* GIVEN PASSAGE
+++

Splunk Search

How to properly extract into individual fields with a complicated nested json array

randy_moore
Path Finder

Warning:  Long, detailed explanation ahead. 🙂   Summary version is that I have a nested json arrays and fields that I am having an issue with extracting properly into individual fields.  The chosen fields will change over time, based on external factors so I need to be able to extract and report on all of them, with the ability to identify the array index (i.e. {0}, or {1}, etc).   No solution that I have looked at or come up with is working for me, so I am turning to you smarter folks to help.

Detail:
I have a nested json arrays and fields that I am having an issue with extracting properly into individual fields.  
The end result is that I want to be able to place alerts or report on various fields that are deemed interesting.

These are "request" and "response" arrays in each transaction (think checking items in a shopping cart for various flag and indicators).

+++

* PROBLEMS AND TASKS
[1] According to the forum post, what end result does the poster want to achieve?
[2] Reproduce the forum post verbatim from "Splunk Search" up to and including "folks to help.".

* DATA EXCERPT
+++

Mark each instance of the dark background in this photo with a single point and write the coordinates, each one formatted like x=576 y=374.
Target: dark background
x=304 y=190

+++

* CORRECT ANSWERS
[1] The poster wants to be able to place alerts or report on various fields that are deemed interesting.

[2]
Splunk Search

How to properly extract into individual fields with a complicated nested json array

randy_moore
Path Finder

Warning:  Long, detailed explanation ahead. 🙂   Summary version is that I have a nested json arrays and fields that I am having an issue with extracting properly into individual fields.  The chosen fields will change over time, based on external factors so I need to be able to extract and report on all of them, with the ability to identify the array index (i.e. {0}, or {1}, etc).   No solution that I have looked at or come up with is working for me, so I am turning to you smarter folks to help.